TEXTO APRESENTADO —
──────────

Artigo: A liberdade humana

 


O início do século XIX é marcado pela filosofia crítica de Immanuel Kant e a revolução que influenciou todo o pensamento, para ele a razão humana não é apenas um instrumento que conhece, mas é onde se assenta a autonomia dos indivíduos, baseada em três níveis: 

a) deus – que é a existência em si mesmo; 
b) mundo – que se expressa na totalidade; e
c) homem – que é a essência moral fundada na liberdade. 

A Revolução Francesa também influenciou a história porque marcou e deu origem a uma nova ordem político-social, principalmente diante dos valores e da concepção do homem.

Qual é a condição da liberdade humana? Ela está atrelada a capacidade de autodeterminação, ou realmente a liberdade humana está condicionada à consciência no seu “si mesmo”, já que o limiar da fronteira de si mesmo está na relação entre o indivíduo e sociedade, particular e universal, unidade e totalidade para sua objetivação.

──────────

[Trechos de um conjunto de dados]

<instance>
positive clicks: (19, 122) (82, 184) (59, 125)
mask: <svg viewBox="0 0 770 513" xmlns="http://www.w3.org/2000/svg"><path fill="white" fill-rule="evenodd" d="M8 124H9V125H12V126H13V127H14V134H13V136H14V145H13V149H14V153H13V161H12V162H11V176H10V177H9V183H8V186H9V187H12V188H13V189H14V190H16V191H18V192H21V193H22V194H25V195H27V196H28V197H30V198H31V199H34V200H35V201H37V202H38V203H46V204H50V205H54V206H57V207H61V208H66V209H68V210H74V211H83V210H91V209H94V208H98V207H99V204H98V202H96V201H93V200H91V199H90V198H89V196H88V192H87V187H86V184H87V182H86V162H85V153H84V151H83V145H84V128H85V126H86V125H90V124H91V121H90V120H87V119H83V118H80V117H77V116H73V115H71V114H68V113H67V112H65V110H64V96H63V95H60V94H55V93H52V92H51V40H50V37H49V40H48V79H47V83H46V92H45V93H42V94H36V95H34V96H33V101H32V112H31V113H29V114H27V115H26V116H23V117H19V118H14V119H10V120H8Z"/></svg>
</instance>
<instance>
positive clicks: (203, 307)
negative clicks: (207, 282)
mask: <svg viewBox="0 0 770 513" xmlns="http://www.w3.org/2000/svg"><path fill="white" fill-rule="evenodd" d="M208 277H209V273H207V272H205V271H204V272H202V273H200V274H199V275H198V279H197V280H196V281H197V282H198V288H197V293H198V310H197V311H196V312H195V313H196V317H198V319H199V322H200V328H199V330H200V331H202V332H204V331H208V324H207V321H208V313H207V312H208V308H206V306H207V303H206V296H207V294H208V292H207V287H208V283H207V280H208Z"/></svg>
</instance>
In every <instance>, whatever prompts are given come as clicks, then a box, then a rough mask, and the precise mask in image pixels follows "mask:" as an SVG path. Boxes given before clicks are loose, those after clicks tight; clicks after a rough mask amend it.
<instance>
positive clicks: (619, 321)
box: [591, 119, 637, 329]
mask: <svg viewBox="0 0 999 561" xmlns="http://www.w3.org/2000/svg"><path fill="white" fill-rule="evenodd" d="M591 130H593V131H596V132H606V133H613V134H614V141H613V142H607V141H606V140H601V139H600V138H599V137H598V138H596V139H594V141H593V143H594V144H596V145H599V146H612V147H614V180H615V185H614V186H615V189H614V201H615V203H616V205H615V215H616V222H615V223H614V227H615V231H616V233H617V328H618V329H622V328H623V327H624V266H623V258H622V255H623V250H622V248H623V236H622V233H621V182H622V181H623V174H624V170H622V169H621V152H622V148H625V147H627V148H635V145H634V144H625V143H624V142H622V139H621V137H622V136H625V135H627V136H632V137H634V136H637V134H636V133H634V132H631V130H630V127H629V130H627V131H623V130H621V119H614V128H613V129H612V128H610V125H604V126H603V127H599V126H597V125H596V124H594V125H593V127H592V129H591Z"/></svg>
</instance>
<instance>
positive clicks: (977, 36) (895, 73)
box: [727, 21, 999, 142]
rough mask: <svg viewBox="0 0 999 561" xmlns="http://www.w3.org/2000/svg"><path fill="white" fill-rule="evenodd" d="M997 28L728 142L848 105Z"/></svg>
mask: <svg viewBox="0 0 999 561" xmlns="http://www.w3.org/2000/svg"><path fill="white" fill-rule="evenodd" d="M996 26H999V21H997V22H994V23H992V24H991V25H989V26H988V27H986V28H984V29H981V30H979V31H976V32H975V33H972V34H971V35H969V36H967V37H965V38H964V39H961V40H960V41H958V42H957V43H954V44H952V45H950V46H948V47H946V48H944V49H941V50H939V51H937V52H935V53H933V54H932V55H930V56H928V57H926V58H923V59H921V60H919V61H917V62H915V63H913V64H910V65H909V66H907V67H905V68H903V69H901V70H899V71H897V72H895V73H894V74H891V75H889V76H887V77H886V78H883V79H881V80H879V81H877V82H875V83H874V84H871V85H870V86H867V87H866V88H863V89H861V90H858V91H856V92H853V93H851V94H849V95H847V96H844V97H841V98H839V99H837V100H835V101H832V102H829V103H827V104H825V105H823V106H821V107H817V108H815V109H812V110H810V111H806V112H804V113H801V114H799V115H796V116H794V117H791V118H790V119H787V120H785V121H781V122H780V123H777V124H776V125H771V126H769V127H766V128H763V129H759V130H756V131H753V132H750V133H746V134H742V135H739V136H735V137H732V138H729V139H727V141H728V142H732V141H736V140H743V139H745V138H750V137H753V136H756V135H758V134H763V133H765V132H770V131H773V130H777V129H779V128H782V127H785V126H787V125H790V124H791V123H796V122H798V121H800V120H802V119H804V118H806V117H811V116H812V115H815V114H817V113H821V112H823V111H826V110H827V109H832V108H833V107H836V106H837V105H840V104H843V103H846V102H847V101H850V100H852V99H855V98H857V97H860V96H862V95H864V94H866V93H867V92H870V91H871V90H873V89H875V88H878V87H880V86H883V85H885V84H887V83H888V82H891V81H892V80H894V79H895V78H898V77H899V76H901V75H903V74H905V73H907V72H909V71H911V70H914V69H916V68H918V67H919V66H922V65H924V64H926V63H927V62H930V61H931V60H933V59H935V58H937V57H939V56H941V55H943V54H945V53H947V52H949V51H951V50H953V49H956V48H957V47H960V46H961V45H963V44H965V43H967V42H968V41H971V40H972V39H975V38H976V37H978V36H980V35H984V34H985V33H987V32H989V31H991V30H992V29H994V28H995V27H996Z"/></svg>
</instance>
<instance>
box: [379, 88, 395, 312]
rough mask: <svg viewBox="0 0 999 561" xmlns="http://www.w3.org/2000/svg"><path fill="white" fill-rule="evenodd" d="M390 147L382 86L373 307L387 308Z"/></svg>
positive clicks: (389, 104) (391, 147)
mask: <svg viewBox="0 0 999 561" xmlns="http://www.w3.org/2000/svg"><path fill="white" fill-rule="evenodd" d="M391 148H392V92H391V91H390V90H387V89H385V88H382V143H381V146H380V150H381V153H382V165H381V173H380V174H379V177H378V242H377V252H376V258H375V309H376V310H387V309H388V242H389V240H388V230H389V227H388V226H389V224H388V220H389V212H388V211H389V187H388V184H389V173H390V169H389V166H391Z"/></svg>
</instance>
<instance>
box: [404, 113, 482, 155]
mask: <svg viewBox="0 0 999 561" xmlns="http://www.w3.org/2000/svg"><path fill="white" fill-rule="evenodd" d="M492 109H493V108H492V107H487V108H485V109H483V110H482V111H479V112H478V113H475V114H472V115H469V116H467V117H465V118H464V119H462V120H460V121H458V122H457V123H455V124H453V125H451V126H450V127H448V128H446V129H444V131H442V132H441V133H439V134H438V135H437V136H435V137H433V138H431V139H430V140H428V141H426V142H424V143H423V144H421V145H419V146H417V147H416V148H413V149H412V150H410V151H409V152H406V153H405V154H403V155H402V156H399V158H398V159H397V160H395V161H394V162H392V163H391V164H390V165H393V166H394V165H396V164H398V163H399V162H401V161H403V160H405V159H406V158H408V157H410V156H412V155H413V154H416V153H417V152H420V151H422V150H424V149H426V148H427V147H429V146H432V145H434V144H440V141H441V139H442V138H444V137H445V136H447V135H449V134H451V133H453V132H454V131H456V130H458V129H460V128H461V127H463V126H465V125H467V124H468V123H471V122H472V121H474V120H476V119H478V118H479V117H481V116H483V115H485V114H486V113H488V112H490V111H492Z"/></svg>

──────────

TAREFAS A REALIZAR —
**a.** Responda a estas perguntas sobre o artigo sobre a liberdade humana, uma por linha:
(i) De qual filósofo é a filosofia crítica que marca o início do século XIX?
(ii) Em quais três níveis se baseia a autonomia dos indivíduos?
(iii) A que deu origem a Revolução Francesa?
**b.** Prossiga com o artigo sobre a liberdade humana a partir da última frase apresentada.
Os itens são um material à parte, independente do artigo sobre a liberdade humana.

RESPOSTAS POR ITEM —
**a.**
(i) Immanuel Kant.
(ii) Deus, mundo e homem.
(iii) A uma nova ordem político-social.

**b.**
Napoleão denominou a ordem universal “fora de si” como política, com o expansionismo napoleônico de buscar uma unificação da Europa, gerou a construção de um “Estado do Espírito”, almejando definir a essência de si mesmo como a questão da identidade, e até mesmo da diferença entre unificação e unidade. A partir dessas influências no pensamento, surge a necessidade de se aprofundar o problema da liberdade e seus questionamentos diante do ser.

O pensamento de F. W. Schelling foi fundamental para investigar filosoficamente a partir do fato e da evidência da liberdade do homem, porque o problema da liberdade é a escolha, pois ser livre é poder escolher com a própria consciência. Há uma consciência que transcende cada consciência individual? O coração da liberdade é escrava da predeterminação entre isso e aquilo, somos livres? Ou somos condicionados à liberdade?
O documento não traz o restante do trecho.